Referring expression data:
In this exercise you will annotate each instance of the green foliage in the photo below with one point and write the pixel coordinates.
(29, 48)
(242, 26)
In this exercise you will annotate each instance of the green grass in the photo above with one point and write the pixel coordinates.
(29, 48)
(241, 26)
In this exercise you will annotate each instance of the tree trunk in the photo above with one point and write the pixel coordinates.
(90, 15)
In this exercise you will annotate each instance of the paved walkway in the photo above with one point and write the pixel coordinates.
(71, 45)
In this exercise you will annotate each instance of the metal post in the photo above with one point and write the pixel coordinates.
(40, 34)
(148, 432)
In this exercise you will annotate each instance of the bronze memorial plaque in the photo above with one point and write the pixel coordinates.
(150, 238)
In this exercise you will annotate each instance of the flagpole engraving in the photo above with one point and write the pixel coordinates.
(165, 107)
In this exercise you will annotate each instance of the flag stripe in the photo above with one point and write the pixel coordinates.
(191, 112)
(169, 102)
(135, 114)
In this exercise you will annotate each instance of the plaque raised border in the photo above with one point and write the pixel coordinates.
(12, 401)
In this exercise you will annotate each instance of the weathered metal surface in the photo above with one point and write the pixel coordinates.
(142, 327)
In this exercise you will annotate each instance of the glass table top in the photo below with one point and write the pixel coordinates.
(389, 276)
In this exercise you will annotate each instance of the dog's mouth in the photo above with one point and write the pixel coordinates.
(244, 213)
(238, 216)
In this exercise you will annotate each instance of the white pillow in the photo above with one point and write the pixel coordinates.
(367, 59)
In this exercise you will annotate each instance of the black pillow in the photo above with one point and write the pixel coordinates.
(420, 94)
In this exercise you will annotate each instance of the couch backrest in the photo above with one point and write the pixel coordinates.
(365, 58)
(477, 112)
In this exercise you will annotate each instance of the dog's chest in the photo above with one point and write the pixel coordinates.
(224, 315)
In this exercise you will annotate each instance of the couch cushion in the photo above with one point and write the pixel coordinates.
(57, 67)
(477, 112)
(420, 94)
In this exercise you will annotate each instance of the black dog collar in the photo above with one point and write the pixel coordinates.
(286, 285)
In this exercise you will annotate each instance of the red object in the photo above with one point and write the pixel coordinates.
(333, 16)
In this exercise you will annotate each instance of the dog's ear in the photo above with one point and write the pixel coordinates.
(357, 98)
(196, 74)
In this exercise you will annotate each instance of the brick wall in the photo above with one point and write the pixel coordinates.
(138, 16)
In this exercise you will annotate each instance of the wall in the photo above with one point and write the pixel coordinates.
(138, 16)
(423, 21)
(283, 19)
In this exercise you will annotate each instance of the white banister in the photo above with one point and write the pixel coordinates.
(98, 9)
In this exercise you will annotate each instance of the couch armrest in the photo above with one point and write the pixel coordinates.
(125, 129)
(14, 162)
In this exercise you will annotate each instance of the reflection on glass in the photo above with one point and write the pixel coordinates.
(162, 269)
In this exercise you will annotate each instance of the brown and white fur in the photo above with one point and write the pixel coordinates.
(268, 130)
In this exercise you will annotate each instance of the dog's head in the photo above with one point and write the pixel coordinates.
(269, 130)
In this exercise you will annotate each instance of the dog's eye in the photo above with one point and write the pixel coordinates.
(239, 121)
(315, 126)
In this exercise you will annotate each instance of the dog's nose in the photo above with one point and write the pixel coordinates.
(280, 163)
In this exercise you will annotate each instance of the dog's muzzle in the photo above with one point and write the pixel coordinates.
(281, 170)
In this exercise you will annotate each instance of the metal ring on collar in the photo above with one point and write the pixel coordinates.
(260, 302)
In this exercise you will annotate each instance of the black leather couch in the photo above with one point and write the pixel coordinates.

• WHAT THE EXERCISE ASKS
Exact duplication of all the data above is expected.

• SOLUTION TO THIS TASK
In this exercise you will annotate each instance of the green foliage in the photo below with one point and write the pixel coordinates.
(29, 48)
(242, 26)
In this exercise you will annotate each instance of the green grass in the photo above with one point and write the pixel coordinates.
(29, 48)
(241, 26)
In this exercise you will annotate each instance of the tree trunk in the photo above with one point and write the pixel coordinates.
(90, 15)
In this exercise you will annotate each instance of the paved walkway in the photo above with one point and write the pixel coordinates.
(71, 45)
In this exercise you will annotate each instance of the metal post in the photo above with one point and write the pixel coordinates.
(40, 34)
(148, 432)
In this exercise you will annotate each instance of the bronze memorial plaque in the photo above with one point and write the pixel coordinates.
(150, 238)
In this exercise you will annotate each instance of the flagpole engraving in the photo above with one point and write the pixel coordinates.
(165, 107)
In this exercise you will annotate each instance of the flag stripe in the photo above with one point and write the pixel coordinates.
(191, 112)
(169, 102)
(135, 114)
In this exercise you will annotate each instance of the plaque raised border in the photo above with one point and write the pixel coordinates.
(12, 401)
In this exercise you will annotate each instance of the weathered metal surface in the photo above with one point and write the pixel coordinates.
(142, 327)
In this exercise you will annotate each instance of the glass table top in the photo below with one point and write the pixel coordinates.
(389, 276)
In this exercise you will annotate each instance of the dog's mouth in the photo above with one point and write the pixel coordinates.
(244, 213)
(238, 216)
In this exercise you will annotate each instance of the white pillow in the photo above with one point and write the pixel coordinates.
(367, 59)
In this exercise you will annotate each instance of the black pillow in the photo above with one point and write the pixel coordinates.
(420, 94)
In this exercise you will annotate each instance of the couch backrest in the photo above with one point and write the pixel coordinates.
(365, 58)
(477, 112)
In this exercise you will annotate each instance of the dog's chest in the photo above with one point and write the pixel coordinates.
(224, 315)
In this exercise you will annotate each instance of the couch cushion in the photo above with one point and write the pixel coordinates.
(57, 67)
(477, 112)
(420, 94)
In this exercise you will annotate each instance of the black dog collar in the photo above with one point and write the pixel coordinates.
(286, 285)
In this exercise you will annotate each instance of the red object in the photo above with one point and write the pixel coordinates.
(333, 16)
In this exercise you will annotate each instance of the dog's ear in the photo above with one point and write the pixel coordinates.
(357, 98)
(196, 74)
In this exercise you will annotate each instance of the brick wall in the photo above with one point and write the pixel coordinates.
(138, 16)
In this exercise you will annotate each instance of the wall in the photo above with one point and write the pixel coordinates.
(138, 16)
(423, 21)
(283, 19)
In this exercise you will annotate each instance of the white banister in the photo above with one point and write the pixel coordinates.
(98, 9)
In this exercise you will annotate each instance of the couch armrest in the photo above with one point and write the pixel coordinates.
(125, 129)
(14, 162)
In this exercise you will annotate each instance of the reflection on glass in the photo above with one point and write the pixel coordinates.
(162, 269)
In this exercise you will annotate each instance of the brown and white fur in the photo above with one point and write the pixel coordinates.
(268, 130)
In this exercise you will annotate each instance of the dog's head in the photo above with one point and write the pixel coordinates.
(269, 130)
In this exercise you will annotate each instance of the dog's eye in the photo above with one point and write the pixel coordinates.
(239, 121)
(315, 126)
In this exercise you will annotate each instance of the dog's nose in the photo above with one point and write the pixel coordinates.
(280, 163)
In this exercise you will annotate each instance of the dog's muzzle in the photo above with one point and write the pixel coordinates.
(281, 170)
In this exercise you will annotate each instance of the metal ring on collar in the photo above with one point and write the pixel coordinates.
(260, 302)
In this exercise you will annotate each instance of the black leather couch in the photo above with one point and write the pixel coordinates.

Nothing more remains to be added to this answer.